[Dataset rows on where objects appear]
* begin *
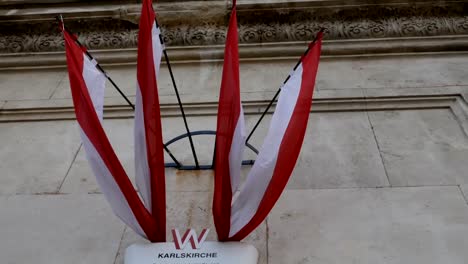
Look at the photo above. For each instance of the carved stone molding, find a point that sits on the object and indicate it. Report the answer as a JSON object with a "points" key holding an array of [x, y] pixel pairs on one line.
{"points": [[256, 25]]}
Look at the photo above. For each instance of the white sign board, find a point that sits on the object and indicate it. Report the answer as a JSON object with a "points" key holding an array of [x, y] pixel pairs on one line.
{"points": [[209, 253]]}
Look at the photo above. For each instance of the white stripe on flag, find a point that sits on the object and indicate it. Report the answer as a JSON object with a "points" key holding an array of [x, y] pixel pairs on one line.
{"points": [[142, 171], [253, 190], [95, 82], [236, 152]]}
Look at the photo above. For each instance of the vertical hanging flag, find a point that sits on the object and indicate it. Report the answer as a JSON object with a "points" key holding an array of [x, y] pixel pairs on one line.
{"points": [[149, 153], [230, 134], [87, 86], [278, 154]]}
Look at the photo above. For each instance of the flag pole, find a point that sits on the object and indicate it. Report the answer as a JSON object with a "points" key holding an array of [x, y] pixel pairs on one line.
{"points": [[194, 153], [279, 90], [60, 19], [98, 66]]}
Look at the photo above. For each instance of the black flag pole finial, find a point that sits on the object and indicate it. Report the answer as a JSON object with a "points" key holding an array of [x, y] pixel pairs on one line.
{"points": [[181, 107]]}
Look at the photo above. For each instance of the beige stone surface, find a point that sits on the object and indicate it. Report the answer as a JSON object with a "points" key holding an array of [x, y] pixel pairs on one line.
{"points": [[36, 156], [71, 229], [120, 132], [339, 151], [393, 72], [193, 210], [397, 225], [30, 84], [422, 147]]}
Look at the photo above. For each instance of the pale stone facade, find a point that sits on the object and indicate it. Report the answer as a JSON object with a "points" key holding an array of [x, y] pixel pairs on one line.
{"points": [[383, 171]]}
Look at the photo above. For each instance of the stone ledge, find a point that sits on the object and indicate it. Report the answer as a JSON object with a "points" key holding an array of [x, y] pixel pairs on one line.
{"points": [[251, 107], [103, 26], [267, 51]]}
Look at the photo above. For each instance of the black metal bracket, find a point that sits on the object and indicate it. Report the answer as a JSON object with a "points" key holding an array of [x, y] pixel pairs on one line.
{"points": [[180, 166]]}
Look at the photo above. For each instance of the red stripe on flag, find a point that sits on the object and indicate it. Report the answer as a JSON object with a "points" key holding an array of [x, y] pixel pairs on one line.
{"points": [[91, 126], [146, 76], [228, 115], [291, 143]]}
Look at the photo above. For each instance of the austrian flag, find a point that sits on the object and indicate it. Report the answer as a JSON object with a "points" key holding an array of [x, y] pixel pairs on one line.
{"points": [[236, 218], [87, 86]]}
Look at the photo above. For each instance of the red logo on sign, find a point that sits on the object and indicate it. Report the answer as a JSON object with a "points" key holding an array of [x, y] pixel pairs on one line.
{"points": [[190, 235]]}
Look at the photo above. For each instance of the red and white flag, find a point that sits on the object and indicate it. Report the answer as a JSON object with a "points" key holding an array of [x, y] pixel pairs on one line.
{"points": [[149, 152], [87, 86], [230, 133], [234, 220]]}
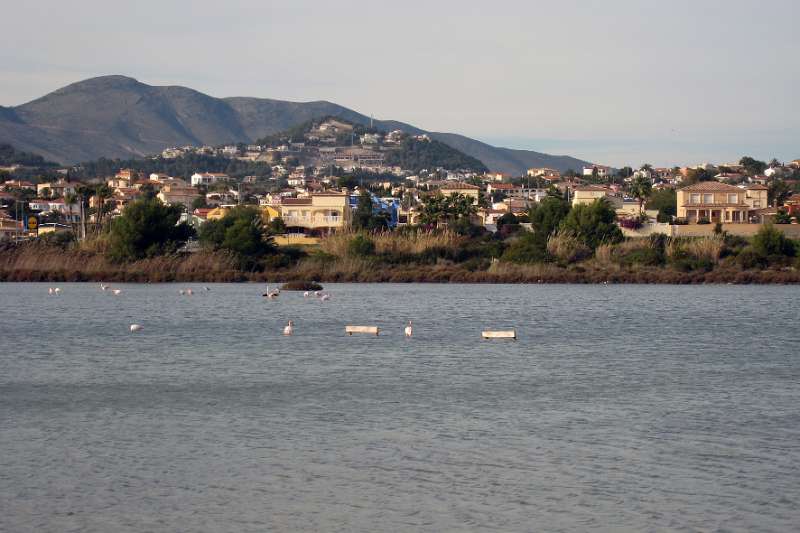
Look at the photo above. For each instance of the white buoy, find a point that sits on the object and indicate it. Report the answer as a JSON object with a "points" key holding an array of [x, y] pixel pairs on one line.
{"points": [[502, 334], [369, 330]]}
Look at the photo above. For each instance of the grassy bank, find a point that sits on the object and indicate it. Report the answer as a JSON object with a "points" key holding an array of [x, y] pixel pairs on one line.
{"points": [[394, 260]]}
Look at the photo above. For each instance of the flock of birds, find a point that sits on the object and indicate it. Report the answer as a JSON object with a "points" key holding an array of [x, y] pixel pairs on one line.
{"points": [[271, 294]]}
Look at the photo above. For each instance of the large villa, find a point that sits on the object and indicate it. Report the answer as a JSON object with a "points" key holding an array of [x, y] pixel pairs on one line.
{"points": [[720, 202]]}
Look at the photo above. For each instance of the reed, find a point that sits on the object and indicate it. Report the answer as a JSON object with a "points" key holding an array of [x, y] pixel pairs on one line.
{"points": [[393, 242], [567, 247], [701, 248]]}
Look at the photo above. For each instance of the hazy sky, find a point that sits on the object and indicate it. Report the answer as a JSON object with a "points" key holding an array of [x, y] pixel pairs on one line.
{"points": [[617, 81]]}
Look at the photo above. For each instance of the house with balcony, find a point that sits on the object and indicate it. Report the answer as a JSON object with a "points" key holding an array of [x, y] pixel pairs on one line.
{"points": [[208, 178], [56, 189], [177, 195], [720, 202], [317, 213], [469, 190], [588, 194]]}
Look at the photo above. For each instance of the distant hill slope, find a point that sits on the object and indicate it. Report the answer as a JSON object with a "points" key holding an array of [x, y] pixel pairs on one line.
{"points": [[118, 116]]}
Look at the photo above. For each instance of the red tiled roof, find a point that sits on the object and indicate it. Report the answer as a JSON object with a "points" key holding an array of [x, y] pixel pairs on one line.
{"points": [[460, 186], [711, 186], [296, 201]]}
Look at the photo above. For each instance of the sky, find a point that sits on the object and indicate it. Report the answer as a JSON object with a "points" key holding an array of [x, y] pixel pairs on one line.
{"points": [[619, 82]]}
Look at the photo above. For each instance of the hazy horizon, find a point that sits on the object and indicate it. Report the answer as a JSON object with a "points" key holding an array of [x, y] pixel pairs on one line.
{"points": [[622, 84]]}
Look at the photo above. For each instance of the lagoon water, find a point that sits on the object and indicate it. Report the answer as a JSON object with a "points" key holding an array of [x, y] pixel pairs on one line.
{"points": [[619, 408]]}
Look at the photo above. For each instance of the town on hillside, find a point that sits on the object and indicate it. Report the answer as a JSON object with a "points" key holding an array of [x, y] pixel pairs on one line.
{"points": [[313, 177]]}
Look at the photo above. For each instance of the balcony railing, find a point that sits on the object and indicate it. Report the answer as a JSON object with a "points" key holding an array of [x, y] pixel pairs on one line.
* end *
§ REQUEST:
Only the lines from the one that contains "Look at the photo above. For each instance of the town" through the last line should be repeated, each exactly as it stands, with both ends included.

§ TASK RESULT:
Look at the photo above. For each instance of the town on hillside, find a point that sits on the object and indicate it. Report the answer as a JSON object with a "points" key holding an array of [x, y] pixel pairs on one line.
{"points": [[313, 177]]}
Look at the photo above. For each instance of the balcony railing, find a point that sits on the object and indicate it. Report the answer as a JSON object with a "points" key holding an array of [x, y] pixel pairs on one line.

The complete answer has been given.